START EXERCISE DATA

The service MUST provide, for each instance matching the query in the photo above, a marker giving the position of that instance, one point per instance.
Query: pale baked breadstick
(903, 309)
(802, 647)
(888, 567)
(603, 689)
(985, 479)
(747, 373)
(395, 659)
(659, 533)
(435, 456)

END EXERCISE DATA

▶ [WHAT TO DO]:
Send back all of the entries exactly, with nothing missing.

▶ [WRITTEN ANSWER]:
The service MUST provide, for each instance matching the query in the photo above, a marker giving the position of that instance, one point per instance.
Query: pale baked breadstick
(903, 309)
(802, 647)
(888, 567)
(603, 689)
(985, 479)
(747, 373)
(395, 659)
(659, 533)
(435, 456)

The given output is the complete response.